→ Selected excerpt:
-----

Skip to content

0011: Generated-Model Description Propagation

Status: Accepted

Date: 2026-06-05

Authors: Ben Lin

Context

build_model() in src/weirding/_models.py (a Tier-2 protected file) produces the Pydantic model returned by from_schema() / define_model(). After building the base model via json-schema-to-pydantic, it re-subclasses to set the caller-supplied class name:

named = type(name, (model,), {"__module__": model.__module__})

A class created with type() and no "__doc__" entry has __doc__ == None__doc__ is not inherited from the base class. So every weirding-generated model has Model.__doc__ is None, regardless of any description present in the source schema.

This is invisible in the XML/Pydantic round-trip path, but it degrades the ecosystem integrations targeted in Phase 05. LangChain's with_structured_output(Model) and the provider tool/function-calling paths derive the tool description from the model's schema description, which Pydantic populates from the class docstring. With __doc__ is None, the emitted tool/function has no description — which does not raise, but measurably reduces tool-calling accuracy, most visibly on Anthropic (tool-calling default) and weaker open-weight models. The weirding IR frequently carries a top-level description (authored in the XML schema or derived from XSD annotations), so the information exists; it is simply dropped at model-construction time.

Three options were considered:

  • Leave __doc__ as None — silently harms every LangChain/Anthropic user of a weirding model. Rejected.
  • Fix it in a weirding[langchain] adapter — an adapter cannot set the description without re-wrapping the class (creating yet another subclass), and it would only fix the LangChain path, not the provider-native paths; it also couples weirding to langchain-core (rejected in the Phase 05 ideation as scope creep + a single-maintainer-cadence dependency, against the MEMORY.md pinning posture). Rejected.
  • Propagate the IR description into the generated class __doc__ at construction time — one key in the existing type(...) call; fixes every consumer at once. Chosen.

The change touches a Tier-2 protected file (_models.py — "changes risk silent model generation regressions"), so it is recorded here with the alternatives and the regression guard.

-----

→ Activity: Write out the whole decision record on generated-model description propagation, word for word. The listing that comes next is separate material and is unrelated to the decision record.

-----

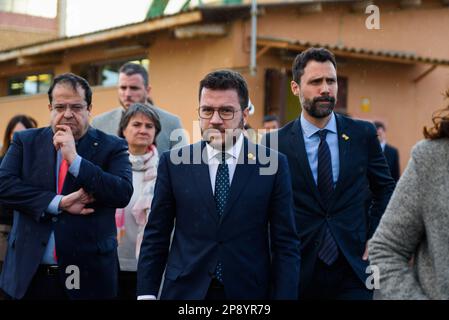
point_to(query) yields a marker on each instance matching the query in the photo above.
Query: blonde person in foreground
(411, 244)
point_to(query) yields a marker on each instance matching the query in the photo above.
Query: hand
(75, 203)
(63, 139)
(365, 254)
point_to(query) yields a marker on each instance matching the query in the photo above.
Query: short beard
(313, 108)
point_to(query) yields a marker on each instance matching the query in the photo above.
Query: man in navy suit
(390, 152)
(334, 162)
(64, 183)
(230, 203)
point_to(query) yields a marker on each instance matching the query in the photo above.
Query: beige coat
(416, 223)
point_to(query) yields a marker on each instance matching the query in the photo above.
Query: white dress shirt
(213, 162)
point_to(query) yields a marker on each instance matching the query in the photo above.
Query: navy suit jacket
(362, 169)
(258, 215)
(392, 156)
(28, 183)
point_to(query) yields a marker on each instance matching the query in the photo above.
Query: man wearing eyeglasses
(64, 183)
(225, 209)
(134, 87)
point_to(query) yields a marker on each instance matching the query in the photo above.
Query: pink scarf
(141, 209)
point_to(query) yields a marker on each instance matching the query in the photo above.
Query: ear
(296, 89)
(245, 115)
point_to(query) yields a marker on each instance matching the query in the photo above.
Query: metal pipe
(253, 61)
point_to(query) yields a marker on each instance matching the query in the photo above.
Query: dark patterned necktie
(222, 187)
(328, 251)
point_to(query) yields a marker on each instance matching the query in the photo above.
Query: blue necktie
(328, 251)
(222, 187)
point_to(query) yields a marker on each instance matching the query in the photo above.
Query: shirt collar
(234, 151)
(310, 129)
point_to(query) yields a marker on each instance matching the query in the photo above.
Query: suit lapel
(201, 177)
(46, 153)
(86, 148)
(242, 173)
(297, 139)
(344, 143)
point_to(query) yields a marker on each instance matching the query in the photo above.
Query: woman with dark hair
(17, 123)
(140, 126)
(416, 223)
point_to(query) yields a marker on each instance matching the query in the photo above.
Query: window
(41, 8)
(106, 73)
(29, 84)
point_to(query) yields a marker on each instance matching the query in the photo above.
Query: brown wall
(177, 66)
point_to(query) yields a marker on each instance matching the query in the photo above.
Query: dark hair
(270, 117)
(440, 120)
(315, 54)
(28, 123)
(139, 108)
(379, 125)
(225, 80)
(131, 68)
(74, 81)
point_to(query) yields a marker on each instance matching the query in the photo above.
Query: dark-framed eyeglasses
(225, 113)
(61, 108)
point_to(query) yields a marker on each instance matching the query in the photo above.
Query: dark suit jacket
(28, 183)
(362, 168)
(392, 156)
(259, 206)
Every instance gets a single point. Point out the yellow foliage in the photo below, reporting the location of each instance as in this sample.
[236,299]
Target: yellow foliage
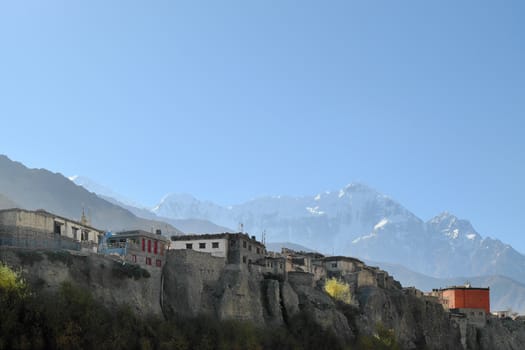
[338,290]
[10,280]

-----

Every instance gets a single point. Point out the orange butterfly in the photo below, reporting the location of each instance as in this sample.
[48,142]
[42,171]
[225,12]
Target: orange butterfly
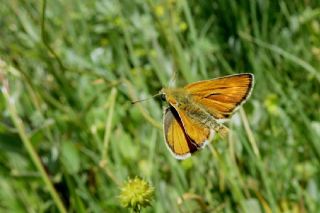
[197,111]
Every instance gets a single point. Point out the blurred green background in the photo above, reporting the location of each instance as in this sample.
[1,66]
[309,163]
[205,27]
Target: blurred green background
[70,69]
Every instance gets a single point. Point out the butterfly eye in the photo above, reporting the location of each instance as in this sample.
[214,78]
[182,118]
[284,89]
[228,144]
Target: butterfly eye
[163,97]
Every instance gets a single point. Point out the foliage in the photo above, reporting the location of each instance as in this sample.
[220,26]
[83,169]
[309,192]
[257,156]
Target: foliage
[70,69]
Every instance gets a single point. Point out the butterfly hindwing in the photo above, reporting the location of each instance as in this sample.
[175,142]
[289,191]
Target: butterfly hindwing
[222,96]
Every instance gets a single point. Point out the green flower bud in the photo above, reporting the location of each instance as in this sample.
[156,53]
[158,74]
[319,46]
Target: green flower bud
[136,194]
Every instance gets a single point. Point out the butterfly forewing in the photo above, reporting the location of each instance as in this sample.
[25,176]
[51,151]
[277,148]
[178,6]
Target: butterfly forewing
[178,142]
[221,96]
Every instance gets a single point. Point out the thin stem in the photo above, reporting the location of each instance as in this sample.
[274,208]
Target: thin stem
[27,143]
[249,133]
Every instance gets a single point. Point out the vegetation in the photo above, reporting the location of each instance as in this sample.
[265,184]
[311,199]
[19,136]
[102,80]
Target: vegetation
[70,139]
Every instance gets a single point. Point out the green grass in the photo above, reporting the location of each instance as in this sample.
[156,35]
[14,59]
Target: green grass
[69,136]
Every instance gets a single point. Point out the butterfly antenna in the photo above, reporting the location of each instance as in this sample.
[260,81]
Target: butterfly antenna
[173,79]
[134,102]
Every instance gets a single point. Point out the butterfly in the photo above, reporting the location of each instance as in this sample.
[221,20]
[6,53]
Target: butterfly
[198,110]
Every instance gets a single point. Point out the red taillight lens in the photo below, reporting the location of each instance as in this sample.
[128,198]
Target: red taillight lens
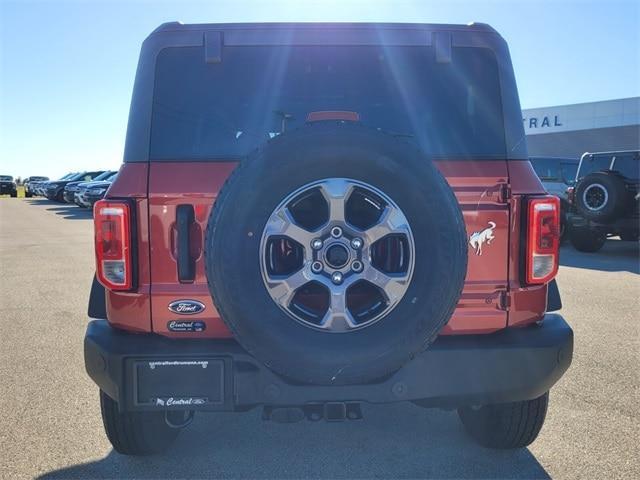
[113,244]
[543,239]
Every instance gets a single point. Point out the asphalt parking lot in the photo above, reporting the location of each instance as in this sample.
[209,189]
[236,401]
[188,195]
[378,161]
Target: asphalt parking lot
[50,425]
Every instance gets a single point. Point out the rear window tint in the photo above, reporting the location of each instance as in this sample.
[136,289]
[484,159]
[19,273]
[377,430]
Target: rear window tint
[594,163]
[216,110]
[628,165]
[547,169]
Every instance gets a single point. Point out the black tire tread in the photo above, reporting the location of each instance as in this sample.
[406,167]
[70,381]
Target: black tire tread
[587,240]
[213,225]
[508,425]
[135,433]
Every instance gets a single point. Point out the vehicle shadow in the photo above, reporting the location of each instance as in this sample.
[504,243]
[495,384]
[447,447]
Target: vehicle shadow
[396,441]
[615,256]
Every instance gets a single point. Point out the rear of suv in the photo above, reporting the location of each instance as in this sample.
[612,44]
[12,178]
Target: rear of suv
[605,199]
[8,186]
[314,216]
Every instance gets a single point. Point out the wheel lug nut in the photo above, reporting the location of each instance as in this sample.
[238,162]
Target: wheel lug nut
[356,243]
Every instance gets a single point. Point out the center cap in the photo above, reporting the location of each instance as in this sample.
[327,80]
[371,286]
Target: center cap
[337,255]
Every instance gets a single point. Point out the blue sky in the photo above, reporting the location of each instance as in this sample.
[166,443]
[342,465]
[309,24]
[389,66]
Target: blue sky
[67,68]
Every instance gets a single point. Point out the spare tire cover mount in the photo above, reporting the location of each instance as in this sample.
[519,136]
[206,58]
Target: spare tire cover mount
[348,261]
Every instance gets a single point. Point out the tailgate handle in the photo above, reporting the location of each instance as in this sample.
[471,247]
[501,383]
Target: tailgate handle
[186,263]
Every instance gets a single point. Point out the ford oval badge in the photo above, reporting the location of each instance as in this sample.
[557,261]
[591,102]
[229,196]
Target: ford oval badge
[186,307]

-----

→ Answer to this problem:
Skip to content

0011: Generated-Model Description Propagation

Status: Accepted

Date: 2026-06-05

Authors: Ben Lin

Context

build_model() in src/weirding/_models.py (a Tier-2 protected file) produces the Pydantic model returned by from_schema() / define_model(). After building the base model via json-schema-to-pydantic, it re-subclasses to set the caller-supplied class name:

named = type(name, (model,), {"__module__": model.__module__})

A class created with type() and no "__doc__" entry has __doc__ == None__doc__ is not inherited from the base class. So every weirding-generated model has Model.__doc__ is None, regardless of any description present in the source schema.

This is invisible in the XML/Pydantic round-trip path, but it degrades the ecosystem integrations targeted in Phase 05. LangChain's with_structured_output(Model) and the provider tool/function-calling paths derive the tool description from the model's schema description, which Pydantic populates from the class docstring. With __doc__ is None, the emitted tool/function has no description — which does not raise, but measurably reduces tool-calling accuracy, most visibly on Anthropic (tool-calling default) and weaker open-weight models. The weirding IR frequently carries a top-level description (authored in the XML schema or derived from XSD annotations), so the information exists; it is simply dropped at model-construction time.

Three options were considered:

  • Leave __doc__ as None — silently harms every LangChain/Anthropic user of a weirding model. Rejected.
  • Fix it in a weirding[langchain] adapter — an adapter cannot set the description without re-wrapping the class (creating yet another subclass), and it would only fix the LangChain path, not the provider-native paths; it also couples weirding to langchain-core (rejected in the Phase 05 ideation as scope creep + a single-maintainer-cadence dependency, against the MEMORY.md pinning posture). Rejected.
  • Propagate the IR description into the generated class __doc__ at construction time — one key in the existing type(...) call; fixes every consumer at once. Chosen.

The change touches a Tier-2 protected file (_models.py — "changes risk silent model generation regressions"), so it is recorded here with the alternatives and the regression guard.